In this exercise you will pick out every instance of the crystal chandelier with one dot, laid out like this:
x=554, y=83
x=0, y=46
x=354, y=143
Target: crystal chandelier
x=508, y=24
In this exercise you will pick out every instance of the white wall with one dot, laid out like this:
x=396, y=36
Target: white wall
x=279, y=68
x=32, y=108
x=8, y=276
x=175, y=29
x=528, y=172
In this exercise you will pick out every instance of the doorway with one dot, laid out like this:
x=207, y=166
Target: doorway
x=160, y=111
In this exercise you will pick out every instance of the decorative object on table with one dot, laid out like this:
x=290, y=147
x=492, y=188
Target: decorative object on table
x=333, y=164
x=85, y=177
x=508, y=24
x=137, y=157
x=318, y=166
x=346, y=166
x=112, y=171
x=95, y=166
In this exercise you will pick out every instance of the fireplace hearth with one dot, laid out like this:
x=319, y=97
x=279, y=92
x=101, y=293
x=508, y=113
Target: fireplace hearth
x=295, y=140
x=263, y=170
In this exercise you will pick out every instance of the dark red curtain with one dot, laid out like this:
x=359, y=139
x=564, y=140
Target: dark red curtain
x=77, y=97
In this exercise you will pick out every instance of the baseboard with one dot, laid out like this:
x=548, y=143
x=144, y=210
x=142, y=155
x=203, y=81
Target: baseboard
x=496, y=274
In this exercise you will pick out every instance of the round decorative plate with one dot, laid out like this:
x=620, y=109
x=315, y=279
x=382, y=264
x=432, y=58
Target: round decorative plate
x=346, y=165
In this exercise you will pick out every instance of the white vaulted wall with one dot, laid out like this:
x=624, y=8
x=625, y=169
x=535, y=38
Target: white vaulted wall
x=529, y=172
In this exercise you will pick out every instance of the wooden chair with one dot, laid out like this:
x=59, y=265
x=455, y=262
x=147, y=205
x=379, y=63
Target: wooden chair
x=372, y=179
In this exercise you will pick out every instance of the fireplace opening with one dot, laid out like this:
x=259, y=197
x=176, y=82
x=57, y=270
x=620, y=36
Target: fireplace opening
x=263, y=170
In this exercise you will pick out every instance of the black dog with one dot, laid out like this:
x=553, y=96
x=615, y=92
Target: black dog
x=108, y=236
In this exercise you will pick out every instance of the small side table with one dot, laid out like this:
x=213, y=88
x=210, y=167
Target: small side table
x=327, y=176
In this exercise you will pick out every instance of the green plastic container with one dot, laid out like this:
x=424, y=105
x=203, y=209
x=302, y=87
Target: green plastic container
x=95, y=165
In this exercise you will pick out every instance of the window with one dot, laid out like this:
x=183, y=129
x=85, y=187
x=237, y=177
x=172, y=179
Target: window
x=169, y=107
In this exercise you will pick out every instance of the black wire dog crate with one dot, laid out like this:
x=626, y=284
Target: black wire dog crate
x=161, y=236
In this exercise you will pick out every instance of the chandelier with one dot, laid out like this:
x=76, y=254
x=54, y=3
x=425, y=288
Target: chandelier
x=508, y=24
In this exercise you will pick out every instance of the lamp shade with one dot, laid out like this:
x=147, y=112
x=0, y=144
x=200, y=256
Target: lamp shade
════
## What you should do
Find the line with "the black dog" in the listing above, then write out that line and each remaining line exactly, with no other text.

## Result of this exercise
In this exercise you will pick out every instance of the black dog with one dot, laid out like this:
x=553, y=96
x=615, y=92
Target: black dog
x=108, y=236
In this exercise you will pick out every instance of the small side table with one dot, laid out like this:
x=213, y=88
x=210, y=167
Target: small side table
x=327, y=176
In this exercise you will pick out every instance of the green plastic container with one dot, laid out like this:
x=424, y=105
x=203, y=209
x=302, y=87
Target: green plastic container
x=95, y=165
In this exercise you will pick out every instance of the window with one dot, laid out like this:
x=183, y=129
x=85, y=187
x=237, y=177
x=172, y=179
Target: window
x=169, y=107
In this exercise you will pick out every instance of the black wire dog crate with one dot, laid out like this:
x=626, y=284
Target: black wire dog crate
x=161, y=236
In this exercise you will pick out every instance of the chandelier with one dot, laid out like this:
x=76, y=254
x=54, y=3
x=425, y=288
Target: chandelier
x=508, y=24
In this exercise you will pick out every instance of the lamp shade with one dot, laid out like this:
x=147, y=112
x=0, y=144
x=200, y=256
Target: lamp shade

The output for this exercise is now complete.